**GIVEN TEXT**

-*-*-

Welcome Gentle Readers

This blog tends to wander from its main purpose -- updates on my fiction. I do have updates and excerpts of my work. But I also write about my obsessions -- food, friends and pop culture and my weird life in Los Angeles. Enjoy!

Sunday, November 27, 2011

Giving Thanks, Word Counts and Updates


Last Thanksgiving I was very grateful to have two weeks in a row off from chemo. I had enough of an appetite to enjoy the meal and the leftovers though in vastly smaller quantities than my norm. Two years ago at Thanksgiving, I couldn't eat at all and was days away from being hospitalized with a grave prognosis. So you can imagine how slap happy I was to have a nearly normal Thanksgiving for us. We didn't have tons of company which is my true norm, and I wasn't up to going to visit anyone (it's nothing serious – just coping with a flare-up of chemo related side effects. It seems one has to cope with the aftermath of the cure more than one does the disease. At any rate, I have a lot to be thankful for this year. And thank you all for continuing to read these crazy blogs and support my work. I'm enjoying some wonderful creative successes with my writing. That is, in large part, because of the gentle encouragement and occasional butt kicking I get from you guys.

The Tyranny of the Word Count

I've been writing short stories for some anthologies recently. I was invited to do so, and that was very nice. However, in writing for the specs of the publication, I have encountered having to deal with strict word counts. I am a not a wordy writer. The most difficult problem I have in writing erotica is my difficulty in describing the lovers in something beyond shorthand. The incredible word count for Ensnared was because of all the plot going on not endless descriptions of the drawing rooms therein. When I was at the archive, we scanned books – mostly memoirs self-published by some titled widow – that spent reams of words on descriptions of the china used at tea or how the drapes hung. One of my beleaguered co-workers tiredly quipped as she scanned her tenth title of such dreck in a week, 'I wonder if this one will have luncheons that happen in the solarium AND the formal dining room. That would be scandalous!' And while I enjoyed learning a lot about chemises and pemmican reading romances set in the Wild West, I just can't write that way.

-*-*-

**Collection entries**
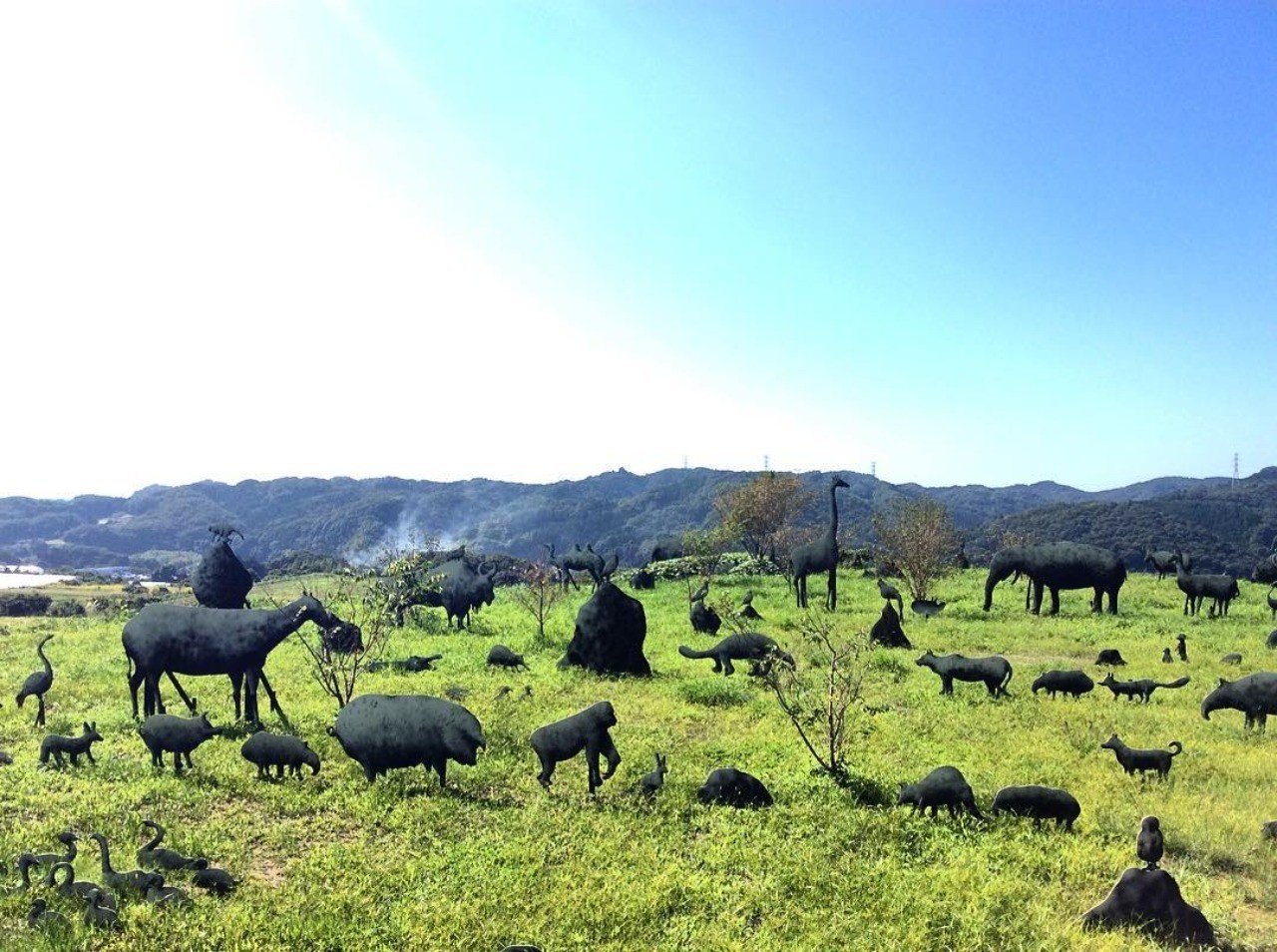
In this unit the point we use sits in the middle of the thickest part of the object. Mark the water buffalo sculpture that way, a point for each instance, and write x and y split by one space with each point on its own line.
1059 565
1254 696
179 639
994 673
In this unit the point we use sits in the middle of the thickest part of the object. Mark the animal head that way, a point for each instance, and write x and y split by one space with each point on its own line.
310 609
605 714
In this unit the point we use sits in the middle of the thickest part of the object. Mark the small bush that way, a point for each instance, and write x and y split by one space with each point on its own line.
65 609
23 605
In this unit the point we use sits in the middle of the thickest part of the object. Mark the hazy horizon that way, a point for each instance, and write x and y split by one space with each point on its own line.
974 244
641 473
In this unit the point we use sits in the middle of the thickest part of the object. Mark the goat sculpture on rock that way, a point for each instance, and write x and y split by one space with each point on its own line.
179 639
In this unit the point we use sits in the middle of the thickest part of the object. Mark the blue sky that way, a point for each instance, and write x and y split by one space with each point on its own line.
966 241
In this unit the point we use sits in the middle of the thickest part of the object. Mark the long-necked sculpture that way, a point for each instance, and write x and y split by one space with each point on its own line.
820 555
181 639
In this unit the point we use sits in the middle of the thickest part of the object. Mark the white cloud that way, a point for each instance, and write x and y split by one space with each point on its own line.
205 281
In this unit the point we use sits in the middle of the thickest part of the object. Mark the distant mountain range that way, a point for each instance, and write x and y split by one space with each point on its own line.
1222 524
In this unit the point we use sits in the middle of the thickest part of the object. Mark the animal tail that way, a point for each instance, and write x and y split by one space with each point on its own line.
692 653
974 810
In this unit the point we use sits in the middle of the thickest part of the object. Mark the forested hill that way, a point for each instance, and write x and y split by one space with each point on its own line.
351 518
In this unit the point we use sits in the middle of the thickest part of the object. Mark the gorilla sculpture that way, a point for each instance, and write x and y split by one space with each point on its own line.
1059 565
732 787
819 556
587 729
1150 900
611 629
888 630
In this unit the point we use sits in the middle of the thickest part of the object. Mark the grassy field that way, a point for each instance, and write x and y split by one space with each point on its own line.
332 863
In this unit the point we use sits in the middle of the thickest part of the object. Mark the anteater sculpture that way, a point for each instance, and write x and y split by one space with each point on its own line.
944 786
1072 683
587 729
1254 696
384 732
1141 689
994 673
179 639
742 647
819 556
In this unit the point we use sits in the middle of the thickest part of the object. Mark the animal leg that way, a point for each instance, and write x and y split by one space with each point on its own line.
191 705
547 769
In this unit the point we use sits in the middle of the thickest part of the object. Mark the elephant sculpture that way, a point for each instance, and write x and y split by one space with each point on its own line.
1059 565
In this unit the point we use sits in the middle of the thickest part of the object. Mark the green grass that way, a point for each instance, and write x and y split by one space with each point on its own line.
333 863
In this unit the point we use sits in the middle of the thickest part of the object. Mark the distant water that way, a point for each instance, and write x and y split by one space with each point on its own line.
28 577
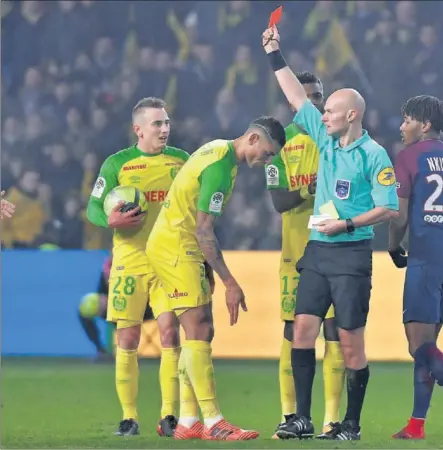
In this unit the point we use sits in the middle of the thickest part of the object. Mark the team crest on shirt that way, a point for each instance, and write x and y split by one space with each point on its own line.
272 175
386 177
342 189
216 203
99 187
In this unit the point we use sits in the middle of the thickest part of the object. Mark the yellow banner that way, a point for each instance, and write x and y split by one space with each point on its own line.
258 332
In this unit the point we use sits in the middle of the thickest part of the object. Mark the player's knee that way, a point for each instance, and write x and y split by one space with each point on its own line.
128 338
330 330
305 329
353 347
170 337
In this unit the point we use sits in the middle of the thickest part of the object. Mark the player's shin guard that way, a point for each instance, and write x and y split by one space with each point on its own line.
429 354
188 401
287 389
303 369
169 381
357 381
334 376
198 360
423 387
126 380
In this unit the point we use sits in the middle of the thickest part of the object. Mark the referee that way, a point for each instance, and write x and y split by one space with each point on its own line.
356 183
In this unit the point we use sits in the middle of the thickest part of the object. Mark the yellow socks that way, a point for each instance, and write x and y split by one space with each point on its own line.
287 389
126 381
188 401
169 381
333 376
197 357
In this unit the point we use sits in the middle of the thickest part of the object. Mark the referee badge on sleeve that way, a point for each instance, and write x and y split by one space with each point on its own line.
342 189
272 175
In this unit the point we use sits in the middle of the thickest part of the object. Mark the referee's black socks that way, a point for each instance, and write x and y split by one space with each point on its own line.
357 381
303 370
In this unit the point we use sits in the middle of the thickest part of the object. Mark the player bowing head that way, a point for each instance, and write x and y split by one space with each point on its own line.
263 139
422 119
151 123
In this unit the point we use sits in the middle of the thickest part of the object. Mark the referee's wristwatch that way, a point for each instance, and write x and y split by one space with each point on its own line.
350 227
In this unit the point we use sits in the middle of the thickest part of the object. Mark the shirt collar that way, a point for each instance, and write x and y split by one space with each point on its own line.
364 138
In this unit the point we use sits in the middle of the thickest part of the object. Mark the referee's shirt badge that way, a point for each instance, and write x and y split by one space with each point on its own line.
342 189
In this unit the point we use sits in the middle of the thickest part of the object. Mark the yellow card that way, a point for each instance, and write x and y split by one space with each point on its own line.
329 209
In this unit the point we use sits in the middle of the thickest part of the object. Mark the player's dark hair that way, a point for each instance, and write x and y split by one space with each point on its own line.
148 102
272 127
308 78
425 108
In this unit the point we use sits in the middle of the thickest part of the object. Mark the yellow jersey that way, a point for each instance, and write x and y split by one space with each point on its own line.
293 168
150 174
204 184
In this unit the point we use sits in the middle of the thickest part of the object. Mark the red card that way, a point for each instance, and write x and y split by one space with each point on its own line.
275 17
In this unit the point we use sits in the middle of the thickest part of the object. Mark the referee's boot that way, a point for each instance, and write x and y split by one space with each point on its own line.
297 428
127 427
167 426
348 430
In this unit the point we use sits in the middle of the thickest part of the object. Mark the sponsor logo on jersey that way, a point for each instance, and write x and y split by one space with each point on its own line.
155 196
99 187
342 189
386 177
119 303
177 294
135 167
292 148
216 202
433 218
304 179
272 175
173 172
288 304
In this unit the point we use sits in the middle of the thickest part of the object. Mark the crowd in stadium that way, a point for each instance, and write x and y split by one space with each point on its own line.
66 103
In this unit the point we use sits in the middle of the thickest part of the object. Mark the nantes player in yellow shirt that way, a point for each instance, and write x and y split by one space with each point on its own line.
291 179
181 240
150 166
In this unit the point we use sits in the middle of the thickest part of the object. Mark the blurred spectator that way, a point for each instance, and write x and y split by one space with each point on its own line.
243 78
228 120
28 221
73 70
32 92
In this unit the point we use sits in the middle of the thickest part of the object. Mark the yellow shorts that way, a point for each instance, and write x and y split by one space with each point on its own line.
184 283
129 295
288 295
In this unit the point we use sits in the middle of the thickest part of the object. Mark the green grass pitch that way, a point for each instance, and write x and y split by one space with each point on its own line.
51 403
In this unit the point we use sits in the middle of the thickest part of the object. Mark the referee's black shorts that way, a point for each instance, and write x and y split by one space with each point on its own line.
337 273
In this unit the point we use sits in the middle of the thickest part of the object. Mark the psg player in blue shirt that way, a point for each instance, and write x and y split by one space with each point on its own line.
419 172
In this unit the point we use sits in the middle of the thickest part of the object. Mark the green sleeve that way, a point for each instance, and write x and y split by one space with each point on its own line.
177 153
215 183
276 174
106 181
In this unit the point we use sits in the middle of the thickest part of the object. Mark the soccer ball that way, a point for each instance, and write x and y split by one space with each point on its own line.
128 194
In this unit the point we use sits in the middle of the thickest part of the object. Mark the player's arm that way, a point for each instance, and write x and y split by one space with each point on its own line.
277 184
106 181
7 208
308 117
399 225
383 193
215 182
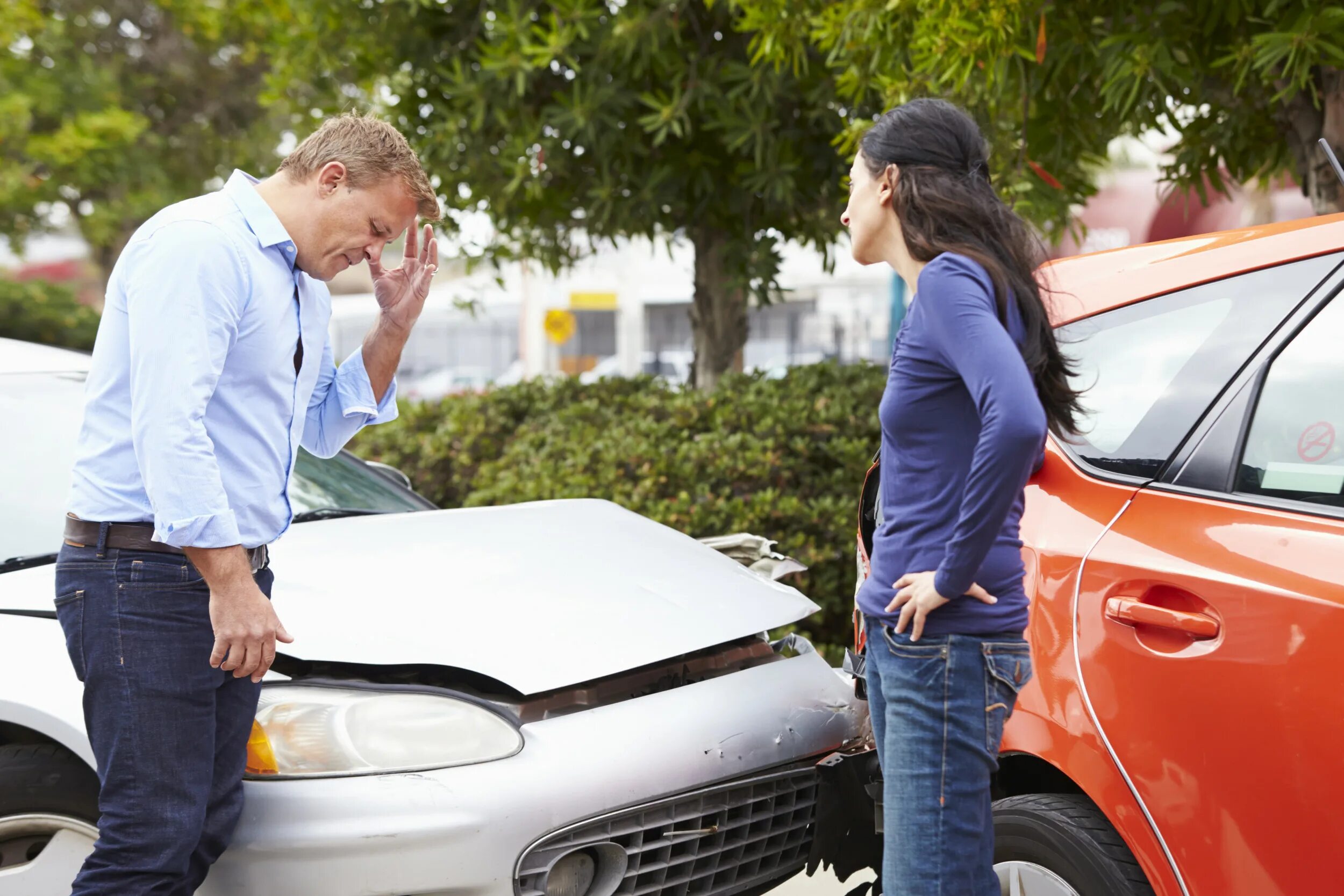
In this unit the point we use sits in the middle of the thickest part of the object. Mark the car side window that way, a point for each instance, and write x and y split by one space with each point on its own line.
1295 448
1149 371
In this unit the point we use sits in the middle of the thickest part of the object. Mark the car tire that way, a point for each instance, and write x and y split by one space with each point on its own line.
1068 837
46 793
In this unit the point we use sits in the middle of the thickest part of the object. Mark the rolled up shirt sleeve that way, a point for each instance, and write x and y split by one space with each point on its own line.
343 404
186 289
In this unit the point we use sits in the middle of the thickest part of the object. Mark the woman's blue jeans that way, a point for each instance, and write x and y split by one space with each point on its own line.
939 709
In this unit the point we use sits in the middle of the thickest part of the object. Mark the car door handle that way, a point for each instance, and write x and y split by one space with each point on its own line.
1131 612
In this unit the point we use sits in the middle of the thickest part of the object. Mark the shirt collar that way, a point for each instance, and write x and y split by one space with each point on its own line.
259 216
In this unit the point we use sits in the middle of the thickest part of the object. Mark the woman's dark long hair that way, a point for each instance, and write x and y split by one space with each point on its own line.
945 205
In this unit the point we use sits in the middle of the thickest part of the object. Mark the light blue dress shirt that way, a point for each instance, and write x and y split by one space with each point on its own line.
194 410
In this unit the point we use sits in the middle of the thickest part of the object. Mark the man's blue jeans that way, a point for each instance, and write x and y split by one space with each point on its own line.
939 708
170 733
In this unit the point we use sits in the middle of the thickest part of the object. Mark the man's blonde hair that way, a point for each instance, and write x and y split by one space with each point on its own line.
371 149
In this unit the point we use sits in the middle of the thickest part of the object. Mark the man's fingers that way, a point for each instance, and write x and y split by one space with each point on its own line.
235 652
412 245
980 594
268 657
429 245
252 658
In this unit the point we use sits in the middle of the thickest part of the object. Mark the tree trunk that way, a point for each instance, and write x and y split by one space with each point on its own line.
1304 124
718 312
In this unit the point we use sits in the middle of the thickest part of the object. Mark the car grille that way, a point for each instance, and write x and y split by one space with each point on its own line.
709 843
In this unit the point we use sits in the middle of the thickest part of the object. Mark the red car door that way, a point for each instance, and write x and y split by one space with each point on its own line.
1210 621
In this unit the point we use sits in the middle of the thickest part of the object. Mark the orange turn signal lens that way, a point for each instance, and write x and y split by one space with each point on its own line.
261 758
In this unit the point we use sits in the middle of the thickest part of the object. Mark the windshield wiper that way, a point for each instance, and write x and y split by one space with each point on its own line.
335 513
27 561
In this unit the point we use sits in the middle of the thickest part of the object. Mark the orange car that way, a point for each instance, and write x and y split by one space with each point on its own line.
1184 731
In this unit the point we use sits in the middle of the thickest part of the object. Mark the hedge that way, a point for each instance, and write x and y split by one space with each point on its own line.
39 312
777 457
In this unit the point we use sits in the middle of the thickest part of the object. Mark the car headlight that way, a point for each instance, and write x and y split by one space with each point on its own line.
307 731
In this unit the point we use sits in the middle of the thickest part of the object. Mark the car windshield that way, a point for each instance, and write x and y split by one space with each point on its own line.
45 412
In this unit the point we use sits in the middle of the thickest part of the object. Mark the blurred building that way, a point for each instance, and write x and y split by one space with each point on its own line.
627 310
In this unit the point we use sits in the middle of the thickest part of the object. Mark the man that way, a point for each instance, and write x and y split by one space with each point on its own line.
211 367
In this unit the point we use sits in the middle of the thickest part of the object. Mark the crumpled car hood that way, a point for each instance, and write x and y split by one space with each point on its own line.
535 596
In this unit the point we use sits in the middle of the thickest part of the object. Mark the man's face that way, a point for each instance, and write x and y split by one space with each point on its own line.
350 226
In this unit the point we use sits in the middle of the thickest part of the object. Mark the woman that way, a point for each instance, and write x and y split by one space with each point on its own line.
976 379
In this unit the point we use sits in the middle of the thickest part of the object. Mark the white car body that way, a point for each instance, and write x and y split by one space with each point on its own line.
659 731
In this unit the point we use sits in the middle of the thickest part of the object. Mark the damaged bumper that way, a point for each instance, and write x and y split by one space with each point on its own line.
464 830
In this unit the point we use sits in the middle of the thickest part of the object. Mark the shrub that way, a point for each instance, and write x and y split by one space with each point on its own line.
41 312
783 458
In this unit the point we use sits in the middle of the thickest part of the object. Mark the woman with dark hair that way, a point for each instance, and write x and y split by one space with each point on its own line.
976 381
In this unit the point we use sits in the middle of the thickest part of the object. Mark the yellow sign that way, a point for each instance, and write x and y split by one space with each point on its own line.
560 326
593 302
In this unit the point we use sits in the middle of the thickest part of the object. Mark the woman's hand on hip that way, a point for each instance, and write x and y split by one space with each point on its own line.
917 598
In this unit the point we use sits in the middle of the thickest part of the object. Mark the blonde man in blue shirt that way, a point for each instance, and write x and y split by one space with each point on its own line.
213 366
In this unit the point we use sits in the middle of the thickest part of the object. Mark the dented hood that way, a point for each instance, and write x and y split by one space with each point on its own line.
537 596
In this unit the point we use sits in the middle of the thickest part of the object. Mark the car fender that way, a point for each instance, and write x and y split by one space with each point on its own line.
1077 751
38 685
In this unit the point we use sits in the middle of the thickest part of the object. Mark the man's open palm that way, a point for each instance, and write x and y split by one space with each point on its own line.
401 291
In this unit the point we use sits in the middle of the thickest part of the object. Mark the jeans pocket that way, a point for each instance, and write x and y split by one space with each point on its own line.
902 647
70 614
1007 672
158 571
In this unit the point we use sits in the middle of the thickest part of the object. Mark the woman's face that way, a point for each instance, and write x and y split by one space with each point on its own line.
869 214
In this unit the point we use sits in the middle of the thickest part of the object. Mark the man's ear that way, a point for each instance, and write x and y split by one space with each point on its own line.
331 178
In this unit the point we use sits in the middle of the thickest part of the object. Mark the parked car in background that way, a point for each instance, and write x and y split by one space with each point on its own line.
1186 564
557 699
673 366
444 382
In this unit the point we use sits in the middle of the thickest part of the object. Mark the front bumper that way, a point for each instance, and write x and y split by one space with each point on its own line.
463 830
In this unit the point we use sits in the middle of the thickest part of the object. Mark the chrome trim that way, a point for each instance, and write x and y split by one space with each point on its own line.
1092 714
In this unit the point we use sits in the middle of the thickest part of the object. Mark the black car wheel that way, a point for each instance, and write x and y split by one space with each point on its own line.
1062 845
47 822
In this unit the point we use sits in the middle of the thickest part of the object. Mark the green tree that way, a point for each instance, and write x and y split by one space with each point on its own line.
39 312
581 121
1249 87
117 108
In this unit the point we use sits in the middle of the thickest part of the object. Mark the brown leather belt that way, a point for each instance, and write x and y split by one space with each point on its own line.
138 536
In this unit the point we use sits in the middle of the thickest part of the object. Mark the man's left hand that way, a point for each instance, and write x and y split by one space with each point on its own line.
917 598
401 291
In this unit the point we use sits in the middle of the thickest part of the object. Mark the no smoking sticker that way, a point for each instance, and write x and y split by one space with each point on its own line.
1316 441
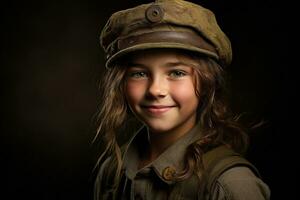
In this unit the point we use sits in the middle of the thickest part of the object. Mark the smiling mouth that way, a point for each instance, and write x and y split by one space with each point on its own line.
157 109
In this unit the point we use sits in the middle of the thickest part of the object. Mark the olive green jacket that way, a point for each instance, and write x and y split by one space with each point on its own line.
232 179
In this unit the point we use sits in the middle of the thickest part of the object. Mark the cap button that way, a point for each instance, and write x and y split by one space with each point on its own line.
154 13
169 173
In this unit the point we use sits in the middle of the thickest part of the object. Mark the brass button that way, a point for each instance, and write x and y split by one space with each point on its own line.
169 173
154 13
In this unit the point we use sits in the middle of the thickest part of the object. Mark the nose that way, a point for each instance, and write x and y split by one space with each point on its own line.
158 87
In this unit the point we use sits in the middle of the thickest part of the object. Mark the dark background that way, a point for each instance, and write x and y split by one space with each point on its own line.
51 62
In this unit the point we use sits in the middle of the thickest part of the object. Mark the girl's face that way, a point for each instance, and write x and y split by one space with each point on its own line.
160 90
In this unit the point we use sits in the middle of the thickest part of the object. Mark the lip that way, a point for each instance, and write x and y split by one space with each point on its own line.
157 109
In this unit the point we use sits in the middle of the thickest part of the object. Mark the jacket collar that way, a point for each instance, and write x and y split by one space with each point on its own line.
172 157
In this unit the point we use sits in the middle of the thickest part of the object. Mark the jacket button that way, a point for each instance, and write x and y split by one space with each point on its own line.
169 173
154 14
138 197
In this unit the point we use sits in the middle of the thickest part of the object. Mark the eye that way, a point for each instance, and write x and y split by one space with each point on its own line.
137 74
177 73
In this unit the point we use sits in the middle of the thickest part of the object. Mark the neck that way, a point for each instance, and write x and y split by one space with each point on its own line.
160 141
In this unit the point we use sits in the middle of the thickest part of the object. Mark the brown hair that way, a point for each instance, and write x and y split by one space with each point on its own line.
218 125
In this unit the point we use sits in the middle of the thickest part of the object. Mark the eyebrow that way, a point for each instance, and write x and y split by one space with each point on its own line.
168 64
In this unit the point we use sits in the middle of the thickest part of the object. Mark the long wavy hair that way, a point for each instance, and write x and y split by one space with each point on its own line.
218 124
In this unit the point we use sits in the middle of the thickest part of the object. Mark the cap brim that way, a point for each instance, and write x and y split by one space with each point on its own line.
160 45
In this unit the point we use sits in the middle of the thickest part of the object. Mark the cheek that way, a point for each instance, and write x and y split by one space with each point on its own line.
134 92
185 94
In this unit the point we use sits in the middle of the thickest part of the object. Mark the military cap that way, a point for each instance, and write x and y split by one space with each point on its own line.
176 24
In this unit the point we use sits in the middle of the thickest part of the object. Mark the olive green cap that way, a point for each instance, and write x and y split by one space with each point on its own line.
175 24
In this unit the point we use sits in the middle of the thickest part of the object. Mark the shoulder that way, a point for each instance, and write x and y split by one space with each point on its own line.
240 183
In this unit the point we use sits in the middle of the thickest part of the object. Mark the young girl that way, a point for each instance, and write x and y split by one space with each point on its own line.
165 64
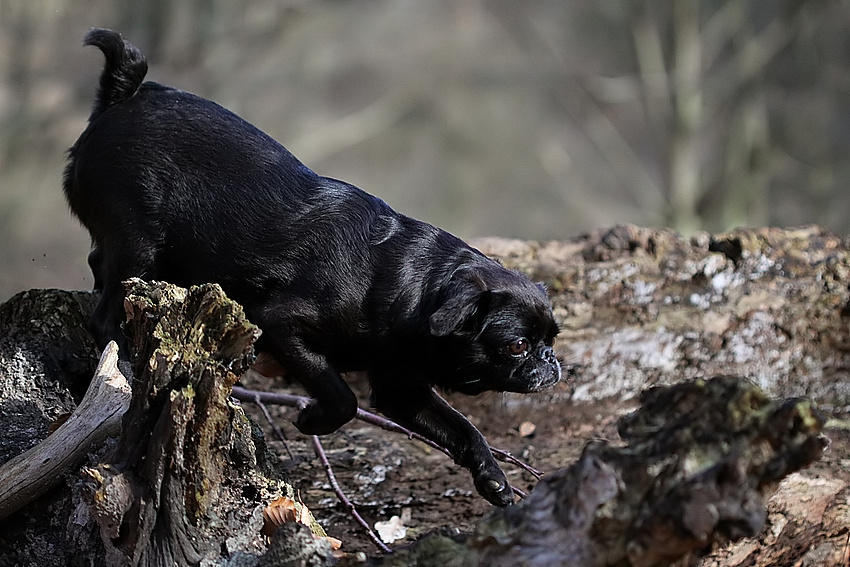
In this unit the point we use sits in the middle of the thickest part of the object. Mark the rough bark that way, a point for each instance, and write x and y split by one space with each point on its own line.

-*-*-

**PROBLEM A**
Using the blog post, explain in one to three sentences why the word count for Ensnared was so large.
**PROBLEM B**
Reproduce the blog post's text from "Welcome Gentle Readers" up to and including "Los Angeles. Enjoy!".
The records above are separate material, unrelated to the blog post.

**TASK RESPONSE A**
The word count for Ensnared was large because of all the plot in it, not because of endless descriptions of its drawing rooms.

**TASK RESPONSE B**
Welcome Gentle Readers

This blog tends to wander from its main purpose -- updates on my fiction. I do have updates and excerpts of my work. But I also write about my obsessions -- food, friends and pop culture and my weird life in Los Angeles. Enjoy!